What to do:
Copy the passage from the text about the hospital's limb design centre, from "Mr Muhammad Fazli" up to and including "public healthcare sector.", word for word.

Text excerpt:
===

Mr Muhammad Fazli Hasri, 29, works at Tan Tock Seng Hospital’s (TTSH) Foot Care & Limb Design Centre, helping others to find a way to overcome their challenges, like he did barely two years ago, when he walked out with a new artificial right limb.

Patients are usually surprised when he reveals that he is an amputee, because no one can tell unless he lifts up the hem of his pants.

As a technical assistant in the Prosthetics & Orthotics Service, Mr Fazli is part of a team which makes and assembles customised prosthetics and orthoses for people like himself who have lost limbs to injury or disease. TTSH is the only provider of prosthetic and orthotic services in the public healthcare sector.

Senior prosthetist/orthotist Tsu-rayuki Murakami, 28, said: “We make artificial limbs for people with missing arms or legs to help them to be able to substitute the body function that they have lost.” 

He added: “For orthotics, we manufacture custom braces for the lower legs, spine and head. These are bracings that help to improve the function that patients may have lost because of neurological or orthopaedic conditions, or sometimes due to diabetes as well.”

===

Collected data entries
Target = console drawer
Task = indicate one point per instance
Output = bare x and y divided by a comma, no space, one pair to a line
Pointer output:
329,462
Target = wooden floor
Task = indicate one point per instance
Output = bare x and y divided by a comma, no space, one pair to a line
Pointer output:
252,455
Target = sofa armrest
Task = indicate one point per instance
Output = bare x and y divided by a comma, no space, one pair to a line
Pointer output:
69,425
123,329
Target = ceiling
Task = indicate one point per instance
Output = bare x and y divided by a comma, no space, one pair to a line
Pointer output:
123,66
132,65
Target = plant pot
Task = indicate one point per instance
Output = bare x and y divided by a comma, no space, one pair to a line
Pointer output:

===

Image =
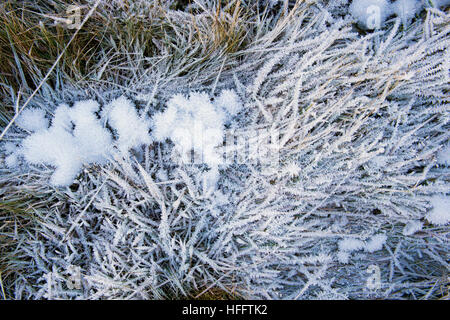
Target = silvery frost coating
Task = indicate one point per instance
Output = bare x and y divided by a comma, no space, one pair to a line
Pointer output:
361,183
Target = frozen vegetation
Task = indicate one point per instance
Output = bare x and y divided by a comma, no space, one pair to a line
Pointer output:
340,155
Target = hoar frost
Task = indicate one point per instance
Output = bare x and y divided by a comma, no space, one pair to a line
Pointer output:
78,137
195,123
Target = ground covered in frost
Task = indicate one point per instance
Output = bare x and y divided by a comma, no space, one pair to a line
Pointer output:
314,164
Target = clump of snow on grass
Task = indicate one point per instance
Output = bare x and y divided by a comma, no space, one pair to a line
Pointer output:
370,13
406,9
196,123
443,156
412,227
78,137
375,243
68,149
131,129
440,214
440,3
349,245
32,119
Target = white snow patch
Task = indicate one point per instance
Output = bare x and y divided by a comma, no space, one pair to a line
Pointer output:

===

Problem solution:
Mr Muhammad Fazli Hasri, 29, works at Tan Tock Seng Hospital’s (TTSH) Foot Care & Limb Design Centre, helping others to find a way to overcome their challenges, like he did barely two years ago, when he walked out with a new artificial right limb.

Patients are usually surprised when he reveals that he is an amputee, because no one can tell unless he lifts up the hem of his pants.

As a technical assistant in the Prosthetics & Orthotics Service, Mr Fazli is part of a team which makes and assembles customised prosthetics and orthoses for people like himself who have lost limbs to injury or disease. TTSH is the only provider of prosthetic and orthotic services in the public healthcare sector.